:: Task inputs

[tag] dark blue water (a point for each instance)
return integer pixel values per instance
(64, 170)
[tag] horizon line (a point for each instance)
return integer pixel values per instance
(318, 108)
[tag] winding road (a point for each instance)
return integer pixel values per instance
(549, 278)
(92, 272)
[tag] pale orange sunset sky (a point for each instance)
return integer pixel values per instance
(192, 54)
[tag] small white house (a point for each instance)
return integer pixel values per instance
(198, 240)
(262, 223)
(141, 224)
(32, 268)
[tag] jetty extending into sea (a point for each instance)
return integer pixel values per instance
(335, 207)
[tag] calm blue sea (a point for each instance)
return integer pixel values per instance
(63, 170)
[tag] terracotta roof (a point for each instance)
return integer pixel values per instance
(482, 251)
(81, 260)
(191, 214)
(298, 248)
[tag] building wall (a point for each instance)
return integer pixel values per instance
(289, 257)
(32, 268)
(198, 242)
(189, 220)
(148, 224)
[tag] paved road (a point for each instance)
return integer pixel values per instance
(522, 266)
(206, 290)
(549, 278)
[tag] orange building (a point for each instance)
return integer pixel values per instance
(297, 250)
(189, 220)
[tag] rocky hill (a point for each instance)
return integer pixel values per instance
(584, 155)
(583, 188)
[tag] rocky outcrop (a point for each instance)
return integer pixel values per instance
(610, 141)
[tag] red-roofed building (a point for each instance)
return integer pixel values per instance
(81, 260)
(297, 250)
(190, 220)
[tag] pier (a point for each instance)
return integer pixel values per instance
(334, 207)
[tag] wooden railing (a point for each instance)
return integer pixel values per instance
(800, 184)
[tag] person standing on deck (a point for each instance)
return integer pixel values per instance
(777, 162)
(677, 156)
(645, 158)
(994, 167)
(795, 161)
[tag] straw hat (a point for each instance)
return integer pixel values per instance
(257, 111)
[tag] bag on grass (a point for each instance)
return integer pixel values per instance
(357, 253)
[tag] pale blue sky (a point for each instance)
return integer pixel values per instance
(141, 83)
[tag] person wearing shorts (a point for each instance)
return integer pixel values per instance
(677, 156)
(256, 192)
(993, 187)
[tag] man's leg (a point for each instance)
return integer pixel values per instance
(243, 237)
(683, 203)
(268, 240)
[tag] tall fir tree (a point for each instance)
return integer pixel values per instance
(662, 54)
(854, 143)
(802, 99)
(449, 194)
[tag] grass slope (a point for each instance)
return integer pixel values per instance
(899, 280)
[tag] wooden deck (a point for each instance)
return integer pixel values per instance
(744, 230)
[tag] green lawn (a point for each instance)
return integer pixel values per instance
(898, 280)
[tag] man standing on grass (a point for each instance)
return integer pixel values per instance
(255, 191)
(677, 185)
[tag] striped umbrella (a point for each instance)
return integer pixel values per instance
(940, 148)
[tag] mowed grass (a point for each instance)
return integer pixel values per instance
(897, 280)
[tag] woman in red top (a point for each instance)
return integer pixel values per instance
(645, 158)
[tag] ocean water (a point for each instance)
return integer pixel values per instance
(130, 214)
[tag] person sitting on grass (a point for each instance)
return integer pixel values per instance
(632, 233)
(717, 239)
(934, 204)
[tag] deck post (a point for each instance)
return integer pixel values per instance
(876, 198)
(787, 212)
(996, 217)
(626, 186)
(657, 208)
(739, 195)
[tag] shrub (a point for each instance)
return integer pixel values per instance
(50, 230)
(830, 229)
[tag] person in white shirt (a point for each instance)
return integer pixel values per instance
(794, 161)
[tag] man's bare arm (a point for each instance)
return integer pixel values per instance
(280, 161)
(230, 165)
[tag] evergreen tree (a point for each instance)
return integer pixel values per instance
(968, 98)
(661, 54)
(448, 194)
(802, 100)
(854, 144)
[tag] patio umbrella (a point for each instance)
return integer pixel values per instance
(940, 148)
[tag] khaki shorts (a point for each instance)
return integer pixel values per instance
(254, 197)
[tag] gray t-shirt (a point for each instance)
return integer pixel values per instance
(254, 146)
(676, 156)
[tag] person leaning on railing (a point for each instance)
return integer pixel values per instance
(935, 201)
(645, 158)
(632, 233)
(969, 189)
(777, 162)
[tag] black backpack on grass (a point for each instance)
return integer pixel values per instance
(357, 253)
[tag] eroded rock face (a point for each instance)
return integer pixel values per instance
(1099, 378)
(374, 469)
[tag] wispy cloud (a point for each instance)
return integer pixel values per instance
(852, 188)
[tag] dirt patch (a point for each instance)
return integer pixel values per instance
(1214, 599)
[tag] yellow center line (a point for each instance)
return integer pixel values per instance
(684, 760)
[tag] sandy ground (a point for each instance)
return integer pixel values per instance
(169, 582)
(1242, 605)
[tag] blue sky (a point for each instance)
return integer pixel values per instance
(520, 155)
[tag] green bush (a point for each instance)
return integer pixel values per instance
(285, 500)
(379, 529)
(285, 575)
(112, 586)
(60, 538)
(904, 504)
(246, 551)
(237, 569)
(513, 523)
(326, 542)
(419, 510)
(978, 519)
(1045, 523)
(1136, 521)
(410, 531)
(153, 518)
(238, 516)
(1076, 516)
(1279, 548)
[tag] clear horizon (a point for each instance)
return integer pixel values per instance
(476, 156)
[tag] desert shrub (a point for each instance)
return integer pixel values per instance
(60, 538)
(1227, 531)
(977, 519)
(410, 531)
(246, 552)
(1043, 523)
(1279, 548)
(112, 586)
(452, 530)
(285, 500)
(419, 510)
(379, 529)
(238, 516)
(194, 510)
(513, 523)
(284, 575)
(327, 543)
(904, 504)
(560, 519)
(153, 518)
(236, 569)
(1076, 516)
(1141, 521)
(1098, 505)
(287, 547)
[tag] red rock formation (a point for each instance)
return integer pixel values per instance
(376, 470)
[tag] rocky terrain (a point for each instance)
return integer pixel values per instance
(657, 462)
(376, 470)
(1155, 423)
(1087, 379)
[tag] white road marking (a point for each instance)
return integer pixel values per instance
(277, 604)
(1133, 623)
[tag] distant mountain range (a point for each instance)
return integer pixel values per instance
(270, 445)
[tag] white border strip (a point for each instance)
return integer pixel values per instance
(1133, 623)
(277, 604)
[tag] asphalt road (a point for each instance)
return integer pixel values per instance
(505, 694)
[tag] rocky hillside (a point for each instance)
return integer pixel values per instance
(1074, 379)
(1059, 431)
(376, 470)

::::

Problem description
What is the number of lines in the records that contain "wooden"? Answer with it alone.

Task solution
2